• Supplied text:
────────────────

Does anyone have any ideas concerning this issue?

Best regards,

NikLast edited by Natureshadow on Tue Jan 22, 2008 9:39 am; edited 1 time in total

----------

## Natureshadow

OK, that's solved. I will leave the topic here because the solution might be interesting for some admin having the same problem.

Basically, it was a stupid problem. We were copying all the stuff from the old hardware to the new, having both servers connected on the DMZ net (eth1). The internal network, eth0, was not connected on the old server, because the new server was already taking over all the services.

We cared about the DMZ interfaces not sharing the same IP address, but we didn't spare a glance at the internal adapters. For some reason now, the interfaces on the new server got created in the wrong order. We didn't notice that because they are the same hardware, leaving us with two interfaces with the same model name.

────────────────

• Extracted entries:
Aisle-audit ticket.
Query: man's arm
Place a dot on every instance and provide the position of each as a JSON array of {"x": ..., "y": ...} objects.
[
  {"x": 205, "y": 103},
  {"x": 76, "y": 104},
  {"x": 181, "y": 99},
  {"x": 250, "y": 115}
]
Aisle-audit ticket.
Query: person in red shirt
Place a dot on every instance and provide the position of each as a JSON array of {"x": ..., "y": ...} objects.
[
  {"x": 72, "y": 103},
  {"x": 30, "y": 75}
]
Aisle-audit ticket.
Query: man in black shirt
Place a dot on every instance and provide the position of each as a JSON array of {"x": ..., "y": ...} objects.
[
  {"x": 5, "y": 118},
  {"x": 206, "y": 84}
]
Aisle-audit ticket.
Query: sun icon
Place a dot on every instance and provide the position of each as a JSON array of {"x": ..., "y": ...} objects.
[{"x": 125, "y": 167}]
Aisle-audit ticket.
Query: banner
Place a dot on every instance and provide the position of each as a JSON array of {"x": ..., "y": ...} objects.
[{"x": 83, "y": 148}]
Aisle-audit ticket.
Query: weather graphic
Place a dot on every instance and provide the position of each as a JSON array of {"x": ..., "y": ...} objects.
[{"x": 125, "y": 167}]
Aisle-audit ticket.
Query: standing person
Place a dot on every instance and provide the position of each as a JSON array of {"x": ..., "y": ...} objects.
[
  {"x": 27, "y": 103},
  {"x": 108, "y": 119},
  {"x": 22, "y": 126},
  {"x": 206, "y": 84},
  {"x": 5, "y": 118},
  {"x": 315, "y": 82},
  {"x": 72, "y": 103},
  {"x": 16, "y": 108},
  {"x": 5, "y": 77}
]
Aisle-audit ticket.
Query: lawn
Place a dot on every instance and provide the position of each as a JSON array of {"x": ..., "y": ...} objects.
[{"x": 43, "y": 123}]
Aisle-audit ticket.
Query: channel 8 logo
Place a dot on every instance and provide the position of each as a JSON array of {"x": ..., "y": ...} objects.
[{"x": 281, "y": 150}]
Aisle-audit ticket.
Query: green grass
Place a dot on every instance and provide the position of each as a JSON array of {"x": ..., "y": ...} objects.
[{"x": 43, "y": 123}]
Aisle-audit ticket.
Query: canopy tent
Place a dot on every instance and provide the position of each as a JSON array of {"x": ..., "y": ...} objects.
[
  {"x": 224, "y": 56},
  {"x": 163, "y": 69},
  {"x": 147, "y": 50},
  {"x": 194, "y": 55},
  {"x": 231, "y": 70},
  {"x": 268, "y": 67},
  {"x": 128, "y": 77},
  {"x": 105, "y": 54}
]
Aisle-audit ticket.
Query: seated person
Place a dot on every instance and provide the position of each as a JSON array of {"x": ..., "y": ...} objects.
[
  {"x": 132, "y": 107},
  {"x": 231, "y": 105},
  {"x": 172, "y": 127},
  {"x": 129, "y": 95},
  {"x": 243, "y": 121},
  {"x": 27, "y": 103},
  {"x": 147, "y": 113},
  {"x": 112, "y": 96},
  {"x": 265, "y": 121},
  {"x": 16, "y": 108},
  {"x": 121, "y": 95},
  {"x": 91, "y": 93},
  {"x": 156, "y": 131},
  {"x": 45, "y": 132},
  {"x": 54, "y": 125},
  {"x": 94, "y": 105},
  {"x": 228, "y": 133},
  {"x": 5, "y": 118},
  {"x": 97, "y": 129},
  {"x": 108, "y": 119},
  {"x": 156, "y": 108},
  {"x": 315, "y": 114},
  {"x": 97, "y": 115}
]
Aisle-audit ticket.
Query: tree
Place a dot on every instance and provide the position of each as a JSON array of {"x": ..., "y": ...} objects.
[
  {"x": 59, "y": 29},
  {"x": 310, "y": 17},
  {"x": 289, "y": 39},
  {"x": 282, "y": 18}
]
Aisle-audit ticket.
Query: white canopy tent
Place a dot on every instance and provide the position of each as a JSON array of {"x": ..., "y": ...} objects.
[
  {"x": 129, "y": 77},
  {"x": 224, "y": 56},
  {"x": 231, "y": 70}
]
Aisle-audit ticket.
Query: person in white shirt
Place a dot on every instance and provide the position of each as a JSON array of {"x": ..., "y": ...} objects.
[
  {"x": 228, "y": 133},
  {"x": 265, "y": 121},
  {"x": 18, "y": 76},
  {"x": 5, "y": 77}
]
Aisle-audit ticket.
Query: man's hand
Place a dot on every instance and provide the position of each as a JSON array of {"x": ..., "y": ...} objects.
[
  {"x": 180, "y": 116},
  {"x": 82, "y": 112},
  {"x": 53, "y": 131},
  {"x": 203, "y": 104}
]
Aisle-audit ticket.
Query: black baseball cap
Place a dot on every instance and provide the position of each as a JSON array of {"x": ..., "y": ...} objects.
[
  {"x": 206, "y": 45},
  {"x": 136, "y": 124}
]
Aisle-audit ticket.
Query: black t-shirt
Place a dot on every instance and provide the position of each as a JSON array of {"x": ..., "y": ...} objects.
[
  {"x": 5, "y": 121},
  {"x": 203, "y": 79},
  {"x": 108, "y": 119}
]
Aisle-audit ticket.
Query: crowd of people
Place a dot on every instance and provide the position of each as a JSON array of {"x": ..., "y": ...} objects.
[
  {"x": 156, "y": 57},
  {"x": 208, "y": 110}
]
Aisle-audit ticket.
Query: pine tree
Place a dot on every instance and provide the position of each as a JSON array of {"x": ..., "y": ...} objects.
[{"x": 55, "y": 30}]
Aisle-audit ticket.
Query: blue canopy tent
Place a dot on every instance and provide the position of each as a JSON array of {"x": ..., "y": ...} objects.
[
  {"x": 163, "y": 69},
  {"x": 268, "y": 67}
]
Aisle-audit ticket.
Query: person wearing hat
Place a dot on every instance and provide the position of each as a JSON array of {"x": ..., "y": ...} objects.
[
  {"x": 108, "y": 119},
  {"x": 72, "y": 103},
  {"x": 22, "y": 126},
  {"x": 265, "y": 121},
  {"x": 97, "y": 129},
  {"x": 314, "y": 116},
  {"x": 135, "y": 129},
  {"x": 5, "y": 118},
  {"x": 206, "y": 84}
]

────────────────

• Set of tasks:
1. Count the lines in the records that contain the string "person". Reply with the number only.
2. Extend the forum thread about the server migration, picking up right after its last sentence.

• Outputs by task:
1. 5

2.
So now, we had the internal adapter connected to the DMZ network, trying to reserve the internal IP address. With the old serving routing all traffic from the DMZ interface coming inwards during the maintenance, the packets from the internal interface of the new server got routed to the internal interface of the old server, giving us the address conflict.

Now, after swapping the interfaces both in the firewall and the net configuration, everything is fine. Hopefully the interfaces will stay in that order now ...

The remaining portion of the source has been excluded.